┌─ ИСХОДНЫЙ ТЕКСТ

И опять пред Тобой я склоняю колени,
В отдаленье завидев Твой звездный венец.
Дай понять мне, Христос, что не всё только тени,
Дай не тень мне обнять, наконец!
(1, 97) («Еще молитва», 1910).
Всегда надо помнить, что все образы мира у Цветаевой пребывают во власти ее божественного воображения, в ее снах, где она стремится возвыситься над всеми прочими богами. Устами Федры ‒ одного из своих мифологических творений ‒ она изрекает:
Олимпийцы?! Их взгляд спящ!
Небожителей ‒ мы ‒ лепим!
(2, 172) (1923).
Избранные люди-творцы в ее мире ‒ тоже боги. Среди них и «добрый колдун», который «Всё видит, всё знает» (1, 70) (1910), и Гете, который «сам был Бог» (4, 616) (1941), и Александр Блок ‒ «Свете Тихий ‒ святыя славы ‒ / Вседержитель моей души» (1, 290) и, конечно же, Макс ‒ М. Волошин ‒ возлюбленный учитель, божественную природу которого она раскрывает изысканно ‒ ритмом стиха:
Макс! мне было ‒ так лестно
Лезть за тобою ‒ Бог
Знает куда! <...>
(2, 307) (1932).
Главное, чему она научилась у Волошина-бога ‒ искусство теургии: «<...> не мировоззрение, а миротворчество. Мифотворчество ‒ миротворчество, и, в последние годы своей жизни и лиры, мiротворчество ‒ творение мира заново» (4, 218) («Живой о живом», 1932). Человек-бог творит единство внутреннего мира своей души и внешнего мира, ему подвластно вечное единство всех времен: «Киммерия. Земля входа в Аид Орфея. Когда Макс, полдневными походами, рассказывал мне о земле, по которой мы идем, мне казалось, что рядом со мной идет ‒ даже не Геродот, ибо Геродот рассказывал по слухам, шедший же рядом повествовал, как свой о своем. Тайновидчество поэта есть прежде всего очевидчество: внутренним оком ‒ всех времен. Очевидец всех времен есть тайновидец» (4, 195) (1932). У Макса ‒ «голова Зевеса на могучих плечах» (4, 160), и это на простая метафора, а созерцание воплощенного в человеке бога (ведь принимал же Зевс в мифах какие угодно обличья). А еще она видела в Волошине воплощение «Великого Пана» ‒ «демона полудня»: «Ибо сущность Волошина ‒ полдневная, а полдень из всех часов суток ‒ самый телесный, вещественный, с телами без теней и с телами, спящими без снов, а если их и видящими ‒ то один сплошной сон земли. И, одновременно, самый магический, мифический и мистический час суток, такой же маго-мифо-мистический, как полночь» (4, 160).

└─

__ЗАДАНИЯ__:
**a.** Чему главным образом научилась Цветаева у Волошина, если верить тексту о Цветаевой?
**b.** Сверьте с текстом о Цветаевой три утверждения и на каждое ответьте «да» или «нет», дословно приведя слова текста, которые это решают. (i) Про Гете сказано, что он «сам был Бог». (ii) Полдень назван самым бестелесным часом суток. (iii) Геродот, по тексту, рассказывал по слухам.
**c.** Продолжите текст о Цветаевой, начав сразу после его последней фразы.

┌─ ДАННЫЕ

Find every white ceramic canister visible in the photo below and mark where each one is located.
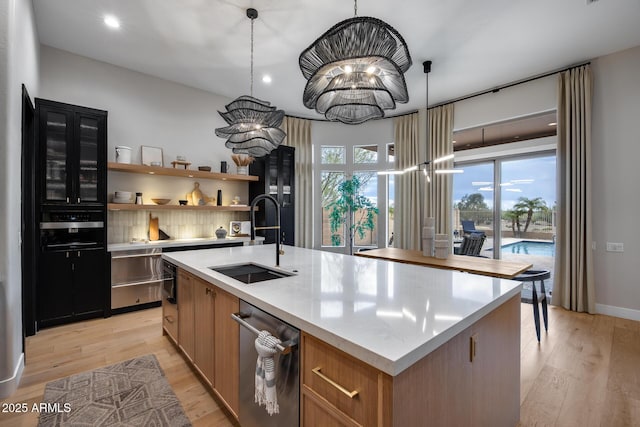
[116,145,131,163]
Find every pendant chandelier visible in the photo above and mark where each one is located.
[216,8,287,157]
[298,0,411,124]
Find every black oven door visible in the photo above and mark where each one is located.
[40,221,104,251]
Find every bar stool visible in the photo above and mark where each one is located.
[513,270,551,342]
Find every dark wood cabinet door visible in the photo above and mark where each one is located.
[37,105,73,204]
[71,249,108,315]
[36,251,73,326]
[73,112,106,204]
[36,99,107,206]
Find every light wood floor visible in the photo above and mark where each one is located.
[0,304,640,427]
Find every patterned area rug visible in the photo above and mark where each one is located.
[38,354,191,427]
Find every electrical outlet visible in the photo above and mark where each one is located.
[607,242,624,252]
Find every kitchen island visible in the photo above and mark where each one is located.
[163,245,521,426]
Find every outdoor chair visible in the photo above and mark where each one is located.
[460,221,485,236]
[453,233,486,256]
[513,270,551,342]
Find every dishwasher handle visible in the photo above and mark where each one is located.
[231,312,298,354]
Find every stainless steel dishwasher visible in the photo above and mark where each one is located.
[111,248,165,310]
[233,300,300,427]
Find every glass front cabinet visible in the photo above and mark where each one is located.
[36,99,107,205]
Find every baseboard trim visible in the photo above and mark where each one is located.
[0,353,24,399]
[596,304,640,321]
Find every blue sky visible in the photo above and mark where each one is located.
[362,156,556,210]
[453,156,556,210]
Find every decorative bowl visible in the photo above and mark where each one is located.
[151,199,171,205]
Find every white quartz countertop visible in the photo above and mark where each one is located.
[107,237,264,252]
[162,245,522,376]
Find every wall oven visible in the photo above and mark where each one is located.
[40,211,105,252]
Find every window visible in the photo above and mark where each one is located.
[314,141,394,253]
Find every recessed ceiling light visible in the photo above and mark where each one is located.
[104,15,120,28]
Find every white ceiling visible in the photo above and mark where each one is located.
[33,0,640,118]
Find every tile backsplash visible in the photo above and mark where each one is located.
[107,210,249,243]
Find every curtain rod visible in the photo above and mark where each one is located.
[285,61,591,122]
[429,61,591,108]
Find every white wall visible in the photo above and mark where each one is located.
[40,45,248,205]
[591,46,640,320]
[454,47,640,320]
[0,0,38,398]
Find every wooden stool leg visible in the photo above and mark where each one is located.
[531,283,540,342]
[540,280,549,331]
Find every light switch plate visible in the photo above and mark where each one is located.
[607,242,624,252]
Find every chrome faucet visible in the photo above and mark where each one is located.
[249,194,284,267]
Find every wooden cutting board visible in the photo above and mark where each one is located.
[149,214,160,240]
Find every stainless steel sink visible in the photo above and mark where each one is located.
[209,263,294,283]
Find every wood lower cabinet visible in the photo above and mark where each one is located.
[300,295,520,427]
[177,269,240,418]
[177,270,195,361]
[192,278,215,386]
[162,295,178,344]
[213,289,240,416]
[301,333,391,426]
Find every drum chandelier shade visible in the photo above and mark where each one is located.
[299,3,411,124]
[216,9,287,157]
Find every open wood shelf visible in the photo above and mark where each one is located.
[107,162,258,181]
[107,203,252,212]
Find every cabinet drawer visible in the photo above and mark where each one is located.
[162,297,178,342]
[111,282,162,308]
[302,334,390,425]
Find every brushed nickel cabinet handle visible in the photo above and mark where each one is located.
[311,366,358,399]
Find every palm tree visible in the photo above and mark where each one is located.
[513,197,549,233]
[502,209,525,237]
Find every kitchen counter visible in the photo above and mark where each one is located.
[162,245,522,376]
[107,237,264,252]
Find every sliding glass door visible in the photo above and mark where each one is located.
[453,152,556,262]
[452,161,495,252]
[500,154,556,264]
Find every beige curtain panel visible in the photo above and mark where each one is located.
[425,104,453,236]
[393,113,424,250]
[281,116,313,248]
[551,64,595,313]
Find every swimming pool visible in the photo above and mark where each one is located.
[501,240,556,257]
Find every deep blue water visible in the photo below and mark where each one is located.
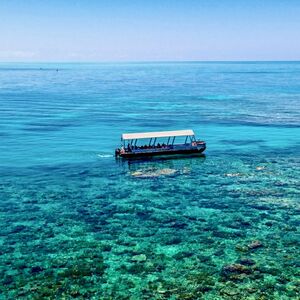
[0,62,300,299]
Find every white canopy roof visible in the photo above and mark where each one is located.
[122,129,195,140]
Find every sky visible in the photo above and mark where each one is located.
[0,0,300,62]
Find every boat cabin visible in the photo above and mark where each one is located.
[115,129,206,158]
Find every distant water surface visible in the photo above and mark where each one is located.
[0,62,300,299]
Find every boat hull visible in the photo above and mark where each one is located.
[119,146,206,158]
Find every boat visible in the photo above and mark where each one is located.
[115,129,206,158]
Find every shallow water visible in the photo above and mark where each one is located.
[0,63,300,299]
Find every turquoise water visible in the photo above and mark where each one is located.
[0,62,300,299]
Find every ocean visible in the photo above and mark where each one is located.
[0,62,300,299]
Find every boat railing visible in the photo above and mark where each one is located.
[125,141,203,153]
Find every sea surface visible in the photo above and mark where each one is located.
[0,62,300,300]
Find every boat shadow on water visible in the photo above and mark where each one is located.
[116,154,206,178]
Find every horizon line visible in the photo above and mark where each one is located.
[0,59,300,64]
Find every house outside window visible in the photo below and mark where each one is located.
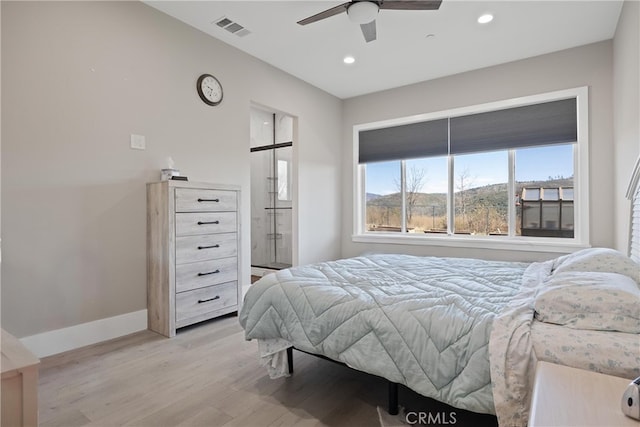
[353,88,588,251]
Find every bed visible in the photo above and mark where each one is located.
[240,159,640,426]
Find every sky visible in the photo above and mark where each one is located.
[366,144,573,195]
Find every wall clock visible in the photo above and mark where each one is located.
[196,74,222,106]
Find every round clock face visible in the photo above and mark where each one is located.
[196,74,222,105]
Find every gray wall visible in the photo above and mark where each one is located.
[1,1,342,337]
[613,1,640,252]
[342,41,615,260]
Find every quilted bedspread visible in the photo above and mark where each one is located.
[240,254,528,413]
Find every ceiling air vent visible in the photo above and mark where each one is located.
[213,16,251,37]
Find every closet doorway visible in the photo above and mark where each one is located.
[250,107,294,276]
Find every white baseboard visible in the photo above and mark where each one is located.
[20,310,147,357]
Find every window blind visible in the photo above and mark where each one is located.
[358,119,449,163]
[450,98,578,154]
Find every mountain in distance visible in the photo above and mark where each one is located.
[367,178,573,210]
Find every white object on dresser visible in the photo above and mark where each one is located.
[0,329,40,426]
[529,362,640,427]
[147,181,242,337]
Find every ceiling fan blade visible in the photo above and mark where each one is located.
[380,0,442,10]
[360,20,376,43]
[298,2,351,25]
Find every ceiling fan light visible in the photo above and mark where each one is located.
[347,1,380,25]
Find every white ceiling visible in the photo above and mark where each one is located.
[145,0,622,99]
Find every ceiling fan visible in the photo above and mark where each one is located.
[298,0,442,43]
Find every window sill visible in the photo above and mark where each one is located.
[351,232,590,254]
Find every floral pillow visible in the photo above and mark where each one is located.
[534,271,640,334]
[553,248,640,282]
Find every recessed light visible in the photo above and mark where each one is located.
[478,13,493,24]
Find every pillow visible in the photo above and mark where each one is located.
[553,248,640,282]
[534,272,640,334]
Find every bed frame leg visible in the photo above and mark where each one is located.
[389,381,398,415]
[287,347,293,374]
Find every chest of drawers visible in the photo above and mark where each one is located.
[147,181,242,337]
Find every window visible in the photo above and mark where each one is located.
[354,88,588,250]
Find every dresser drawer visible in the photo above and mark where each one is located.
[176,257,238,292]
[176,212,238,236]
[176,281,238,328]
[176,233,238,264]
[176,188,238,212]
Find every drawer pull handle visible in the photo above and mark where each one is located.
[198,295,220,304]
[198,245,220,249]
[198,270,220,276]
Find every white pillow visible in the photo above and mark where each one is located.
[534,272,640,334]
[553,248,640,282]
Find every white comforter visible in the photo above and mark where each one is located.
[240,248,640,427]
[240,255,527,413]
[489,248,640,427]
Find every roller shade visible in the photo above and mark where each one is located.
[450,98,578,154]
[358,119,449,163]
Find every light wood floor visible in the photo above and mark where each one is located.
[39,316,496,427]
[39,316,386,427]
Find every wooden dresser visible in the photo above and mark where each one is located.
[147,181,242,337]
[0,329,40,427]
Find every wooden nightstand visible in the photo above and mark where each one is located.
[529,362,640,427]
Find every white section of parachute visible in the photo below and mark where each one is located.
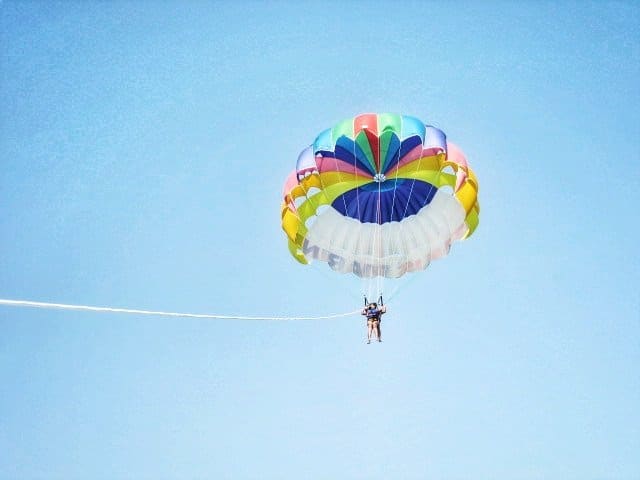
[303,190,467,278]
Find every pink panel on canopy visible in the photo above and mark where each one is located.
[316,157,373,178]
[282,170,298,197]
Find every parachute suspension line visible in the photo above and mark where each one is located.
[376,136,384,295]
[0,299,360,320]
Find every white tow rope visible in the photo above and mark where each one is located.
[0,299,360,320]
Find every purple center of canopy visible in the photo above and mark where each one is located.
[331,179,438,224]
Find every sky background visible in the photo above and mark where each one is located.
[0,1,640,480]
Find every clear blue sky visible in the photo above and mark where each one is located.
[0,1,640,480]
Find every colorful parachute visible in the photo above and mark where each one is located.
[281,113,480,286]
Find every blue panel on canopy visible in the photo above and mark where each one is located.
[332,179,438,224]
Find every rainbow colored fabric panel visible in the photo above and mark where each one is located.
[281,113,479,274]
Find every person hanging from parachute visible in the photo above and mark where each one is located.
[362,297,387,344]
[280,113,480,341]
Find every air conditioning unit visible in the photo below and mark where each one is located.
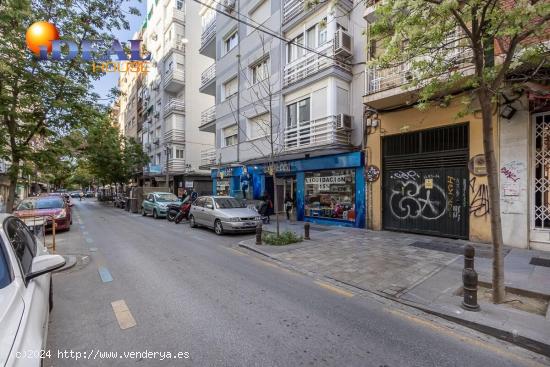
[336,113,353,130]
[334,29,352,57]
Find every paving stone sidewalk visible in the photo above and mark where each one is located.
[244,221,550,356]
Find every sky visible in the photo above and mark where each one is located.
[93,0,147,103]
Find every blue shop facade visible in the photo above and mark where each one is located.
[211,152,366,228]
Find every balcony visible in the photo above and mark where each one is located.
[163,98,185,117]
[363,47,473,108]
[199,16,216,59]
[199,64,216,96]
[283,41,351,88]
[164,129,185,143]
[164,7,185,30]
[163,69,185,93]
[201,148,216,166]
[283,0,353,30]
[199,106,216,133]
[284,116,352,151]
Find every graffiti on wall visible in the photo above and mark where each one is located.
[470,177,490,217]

└─
┌─ ДАННЫЕ

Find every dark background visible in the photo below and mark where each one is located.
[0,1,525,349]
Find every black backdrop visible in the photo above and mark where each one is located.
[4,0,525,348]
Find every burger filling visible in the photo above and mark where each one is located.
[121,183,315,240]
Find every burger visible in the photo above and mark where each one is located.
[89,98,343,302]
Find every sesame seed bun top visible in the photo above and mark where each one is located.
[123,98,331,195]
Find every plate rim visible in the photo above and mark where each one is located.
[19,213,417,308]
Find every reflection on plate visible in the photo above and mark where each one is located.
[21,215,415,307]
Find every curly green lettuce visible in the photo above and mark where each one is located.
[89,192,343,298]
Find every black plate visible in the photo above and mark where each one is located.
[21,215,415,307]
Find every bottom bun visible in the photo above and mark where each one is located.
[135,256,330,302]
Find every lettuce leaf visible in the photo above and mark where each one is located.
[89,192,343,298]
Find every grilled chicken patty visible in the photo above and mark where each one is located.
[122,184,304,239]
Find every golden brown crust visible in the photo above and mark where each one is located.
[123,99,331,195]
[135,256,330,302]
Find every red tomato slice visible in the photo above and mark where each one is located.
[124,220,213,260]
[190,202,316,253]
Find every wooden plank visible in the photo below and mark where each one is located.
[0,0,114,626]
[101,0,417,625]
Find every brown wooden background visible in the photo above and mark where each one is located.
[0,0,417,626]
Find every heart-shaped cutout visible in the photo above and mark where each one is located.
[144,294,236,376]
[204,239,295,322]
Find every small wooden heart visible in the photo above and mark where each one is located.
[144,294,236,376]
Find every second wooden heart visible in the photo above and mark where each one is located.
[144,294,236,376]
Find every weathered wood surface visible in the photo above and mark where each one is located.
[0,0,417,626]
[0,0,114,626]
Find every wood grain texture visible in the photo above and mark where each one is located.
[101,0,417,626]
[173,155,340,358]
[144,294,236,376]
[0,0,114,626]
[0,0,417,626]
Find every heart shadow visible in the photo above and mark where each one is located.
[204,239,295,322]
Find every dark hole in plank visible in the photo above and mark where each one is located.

└─

__ОТВЕТЫ__:
**a.** Искусству теургии.

**b.**
(i) Да: «сам был Бог».
(ii) Нет: «самый телесный, вещественный».
(iii) Да: «Геродот рассказывал по слухам».

**c.**
Некой чтимой богиней-покровительницей Цветаева избрала себе тезку ‒ Марину Мнишек:
Марина! Царица ‒ Царю,
Звезда ‒ самозванцу!
Тебя пою,
Злую красу твою,
Лик без румянца.
Во славу твою грешу
Царским грехом гордыни.
Славное твое имя
Славно ношу.
Правит моими бурями
Марина ‒ звезда ‒ Юрьевна,
Солнце ‒ среди ‒ звезд.
(1, 267) (1916).
Она называет Мнишек «чернокнижницей» (1, 267), и это в ее поэтическом мире ‒ высшая похвала (себя неоднократно так же называет в течение жизни). Правда, однажды искренне молит (и кажется, Бога, а не Его противника), чтоб хоть дочь ее не вышла «хищницей, Чернокнижницей» (1, 263) (1916). Зато возлюбленную соперницу Ахматову в похвалу четырехкратно именует «Чернокнижницей» (2, 79) («Ахматовой», 1921). Как и всякое божество языческого пантеона, Марина Мнишек несет в себе измену: «Ты ‒ Лжедимитрию смогшая стать Лжемариной!» (2, 22) (1921).
Саму себя Цветаева временами ощущала воплощением Афродиты, Федры и множества иных существ, возникающих в глубинах ее сновидческой души.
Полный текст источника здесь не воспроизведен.